#### What is needed
Convert the items below into a two-column CSV with the header text,answer. Put each item on its own row, with its full text in the first column and its answer in the second, enclosing every field in double quotes and replacing each line break with a space.

········

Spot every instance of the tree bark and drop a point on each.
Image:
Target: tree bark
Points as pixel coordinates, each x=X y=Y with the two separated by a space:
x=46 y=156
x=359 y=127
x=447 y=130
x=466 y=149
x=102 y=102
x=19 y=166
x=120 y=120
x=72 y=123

········

#### Finished task
text,answer
"Spot every instance of the tree bark and drop a point on each. Image: Target: tree bark Points as pixel coordinates, each x=X y=Y with the two separated by a space:","x=46 y=156 x=359 y=127 x=447 y=130 x=466 y=149 x=102 y=102 x=19 y=166 x=120 y=120 x=72 y=123"